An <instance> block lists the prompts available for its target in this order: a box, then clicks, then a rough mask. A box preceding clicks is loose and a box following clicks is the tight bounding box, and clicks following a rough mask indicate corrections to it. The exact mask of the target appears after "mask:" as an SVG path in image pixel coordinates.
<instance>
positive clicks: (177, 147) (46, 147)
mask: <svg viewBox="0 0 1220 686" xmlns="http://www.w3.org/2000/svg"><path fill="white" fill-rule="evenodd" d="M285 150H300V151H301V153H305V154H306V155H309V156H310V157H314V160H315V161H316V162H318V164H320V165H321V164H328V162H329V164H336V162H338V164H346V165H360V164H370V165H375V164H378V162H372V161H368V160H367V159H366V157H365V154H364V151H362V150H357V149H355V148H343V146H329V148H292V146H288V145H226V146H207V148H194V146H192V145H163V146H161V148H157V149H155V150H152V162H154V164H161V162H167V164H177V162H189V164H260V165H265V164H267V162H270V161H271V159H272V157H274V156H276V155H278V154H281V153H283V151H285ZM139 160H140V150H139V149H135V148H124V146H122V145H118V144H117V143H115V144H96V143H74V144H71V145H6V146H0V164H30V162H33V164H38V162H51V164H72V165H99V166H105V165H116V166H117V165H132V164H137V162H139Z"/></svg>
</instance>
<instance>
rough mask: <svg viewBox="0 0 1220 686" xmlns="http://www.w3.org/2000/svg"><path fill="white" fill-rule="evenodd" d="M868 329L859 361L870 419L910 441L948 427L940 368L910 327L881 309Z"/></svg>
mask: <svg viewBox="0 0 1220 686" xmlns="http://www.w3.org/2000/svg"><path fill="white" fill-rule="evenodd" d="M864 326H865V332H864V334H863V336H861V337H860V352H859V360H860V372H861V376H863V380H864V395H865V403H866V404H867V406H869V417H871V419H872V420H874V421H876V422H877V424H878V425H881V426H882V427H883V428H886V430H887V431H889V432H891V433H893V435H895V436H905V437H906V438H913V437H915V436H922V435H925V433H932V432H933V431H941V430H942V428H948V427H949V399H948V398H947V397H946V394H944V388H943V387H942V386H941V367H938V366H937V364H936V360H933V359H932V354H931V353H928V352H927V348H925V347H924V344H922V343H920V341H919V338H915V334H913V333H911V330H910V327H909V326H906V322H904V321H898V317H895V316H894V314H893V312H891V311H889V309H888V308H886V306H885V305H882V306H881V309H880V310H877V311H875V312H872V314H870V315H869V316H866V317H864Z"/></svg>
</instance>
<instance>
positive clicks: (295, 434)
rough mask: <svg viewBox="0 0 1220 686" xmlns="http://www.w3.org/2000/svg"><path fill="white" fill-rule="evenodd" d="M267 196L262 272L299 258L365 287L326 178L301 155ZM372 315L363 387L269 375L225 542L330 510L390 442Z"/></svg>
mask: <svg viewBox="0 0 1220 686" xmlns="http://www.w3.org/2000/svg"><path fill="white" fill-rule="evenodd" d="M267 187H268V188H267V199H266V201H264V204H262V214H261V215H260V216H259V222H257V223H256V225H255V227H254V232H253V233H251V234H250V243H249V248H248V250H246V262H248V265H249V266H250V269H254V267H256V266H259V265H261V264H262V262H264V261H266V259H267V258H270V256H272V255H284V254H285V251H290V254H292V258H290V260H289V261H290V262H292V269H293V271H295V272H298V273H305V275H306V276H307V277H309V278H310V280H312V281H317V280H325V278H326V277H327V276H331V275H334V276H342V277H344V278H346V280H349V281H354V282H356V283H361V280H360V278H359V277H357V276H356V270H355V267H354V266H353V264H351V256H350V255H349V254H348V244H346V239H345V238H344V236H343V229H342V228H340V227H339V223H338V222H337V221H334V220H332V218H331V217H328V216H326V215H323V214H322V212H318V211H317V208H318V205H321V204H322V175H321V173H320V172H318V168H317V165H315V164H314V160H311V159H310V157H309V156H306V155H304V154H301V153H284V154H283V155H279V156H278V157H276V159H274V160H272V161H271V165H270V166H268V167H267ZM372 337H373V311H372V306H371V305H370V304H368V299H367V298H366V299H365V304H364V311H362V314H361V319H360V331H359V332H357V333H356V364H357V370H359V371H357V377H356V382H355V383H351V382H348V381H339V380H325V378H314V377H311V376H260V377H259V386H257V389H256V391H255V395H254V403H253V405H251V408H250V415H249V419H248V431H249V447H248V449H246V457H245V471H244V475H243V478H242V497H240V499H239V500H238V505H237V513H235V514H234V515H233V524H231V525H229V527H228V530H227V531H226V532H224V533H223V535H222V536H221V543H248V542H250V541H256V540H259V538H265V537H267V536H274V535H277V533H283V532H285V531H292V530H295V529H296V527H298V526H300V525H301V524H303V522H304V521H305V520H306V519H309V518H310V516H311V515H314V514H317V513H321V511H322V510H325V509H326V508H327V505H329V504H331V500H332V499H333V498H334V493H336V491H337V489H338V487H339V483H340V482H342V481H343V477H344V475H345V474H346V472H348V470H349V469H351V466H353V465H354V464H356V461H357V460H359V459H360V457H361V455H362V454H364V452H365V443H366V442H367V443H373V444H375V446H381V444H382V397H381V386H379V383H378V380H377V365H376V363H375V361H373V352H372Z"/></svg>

-------------------------

> **Task description**
Retype the data in full, exactly.

> **Exercise solution**
An <instance> block lists the prompts available for its target in this order: a box, then clicks, then a rough mask. A box preceding clicks is loose and a box following clicks is the tight bounding box, and clicks following a rough mask indicate corrections to it. The exact mask of the target appears after "mask:" as an SVG path in image pixel coordinates.
<instance>
positive clicks: (177, 147) (46, 147)
mask: <svg viewBox="0 0 1220 686" xmlns="http://www.w3.org/2000/svg"><path fill="white" fill-rule="evenodd" d="M285 150H300V151H301V153H305V154H306V155H309V156H310V157H314V160H315V161H316V162H318V164H320V165H321V164H328V162H329V164H336V162H338V164H346V165H360V164H370V165H375V164H378V162H372V161H368V160H367V159H366V157H365V154H364V151H362V150H357V149H355V148H343V146H329V148H292V146H288V145H226V146H207V148H194V146H192V145H163V146H161V148H157V149H155V150H152V162H154V164H161V162H167V164H177V162H189V164H260V165H265V164H267V162H270V161H271V159H272V157H274V156H276V155H278V154H281V153H283V151H285ZM139 160H140V150H139V149H135V148H124V146H122V145H118V144H117V143H115V144H96V143H74V144H71V145H6V146H0V164H30V162H33V164H38V162H51V164H72V165H99V166H105V165H116V166H117V165H132V164H137V162H139Z"/></svg>
</instance>
<instance>
rough mask: <svg viewBox="0 0 1220 686" xmlns="http://www.w3.org/2000/svg"><path fill="white" fill-rule="evenodd" d="M868 329L859 361L870 419L910 441L948 427L940 368L910 327L881 309Z"/></svg>
mask: <svg viewBox="0 0 1220 686" xmlns="http://www.w3.org/2000/svg"><path fill="white" fill-rule="evenodd" d="M864 326H865V332H864V334H863V336H861V337H860V352H859V360H860V372H861V376H863V380H864V395H865V403H866V404H867V406H869V417H871V419H872V420H874V421H876V422H877V424H878V425H881V426H882V427H883V428H886V430H887V431H889V432H891V433H893V435H895V436H905V437H906V438H913V437H915V436H922V435H925V433H932V432H933V431H941V430H942V428H948V427H949V399H948V398H947V397H946V394H944V388H943V387H942V386H941V367H938V366H937V364H936V360H933V359H932V354H931V353H928V352H927V348H925V347H924V344H922V343H920V341H919V338H915V334H913V333H911V330H910V327H909V326H906V322H904V321H898V317H895V316H894V314H893V312H891V311H889V309H888V308H886V306H885V305H882V306H881V309H880V310H877V311H875V312H872V314H870V315H869V316H866V317H864Z"/></svg>
</instance>
<instance>
positive clicks: (295, 434)
rough mask: <svg viewBox="0 0 1220 686" xmlns="http://www.w3.org/2000/svg"><path fill="white" fill-rule="evenodd" d="M267 196L262 272L299 258L365 287L326 178L301 155ZM372 315L363 387L269 375L225 542L330 510L390 442Z"/></svg>
mask: <svg viewBox="0 0 1220 686" xmlns="http://www.w3.org/2000/svg"><path fill="white" fill-rule="evenodd" d="M267 187H268V188H267V199H266V201H264V204H262V214H261V215H260V216H259V222H257V223H256V225H255V227H254V232H253V233H251V234H250V243H249V248H248V250H246V262H248V265H249V266H250V269H254V267H256V266H259V265H261V264H262V262H264V261H266V259H267V258H270V256H272V255H284V254H285V251H290V254H292V258H290V260H289V261H290V262H292V269H293V271H295V272H298V273H305V275H306V276H307V277H309V278H310V280H312V281H317V280H325V278H326V277H327V276H331V275H334V276H342V277H344V278H346V280H349V281H354V282H356V283H361V280H360V278H359V277H357V276H356V270H355V267H354V266H353V264H351V256H350V255H349V254H348V244H346V239H345V238H344V236H343V229H342V228H340V227H339V223H338V222H337V221H334V220H332V218H331V217H328V216H326V215H323V214H322V212H318V211H317V208H318V205H321V204H322V175H321V173H320V172H318V168H317V165H315V164H314V160H311V159H310V157H309V156H306V155H304V154H301V153H284V154H283V155H279V156H278V157H276V159H274V160H272V161H271V165H270V166H268V167H267ZM372 337H373V311H372V306H371V305H370V304H368V299H367V298H366V299H365V304H364V311H362V314H361V319H360V331H359V332H357V333H356V364H357V370H359V371H357V377H356V382H355V383H351V382H348V381H339V380H325V378H314V377H311V376H260V377H259V386H257V389H256V391H255V395H254V403H253V405H251V408H250V415H249V419H248V431H249V447H248V449H246V457H245V471H244V475H243V478H242V497H240V499H239V500H238V505H237V513H235V514H234V515H233V524H231V525H229V527H228V530H227V531H226V532H224V533H223V535H222V536H221V543H248V542H250V541H256V540H259V538H265V537H267V536H274V535H277V533H283V532H285V531H292V530H295V529H296V527H298V526H300V525H301V524H303V522H304V521H305V520H306V519H309V518H310V516H311V515H314V514H317V513H321V511H322V510H325V509H326V508H327V505H329V504H331V500H332V499H333V498H334V493H336V491H337V489H338V487H339V483H340V482H342V481H343V477H344V475H345V474H346V472H348V470H349V469H351V466H353V465H354V464H356V461H357V460H359V459H360V457H361V455H362V454H364V452H365V443H366V442H367V443H373V444H375V446H381V444H382V397H381V386H379V383H378V380H377V365H376V363H375V361H373V352H372Z"/></svg>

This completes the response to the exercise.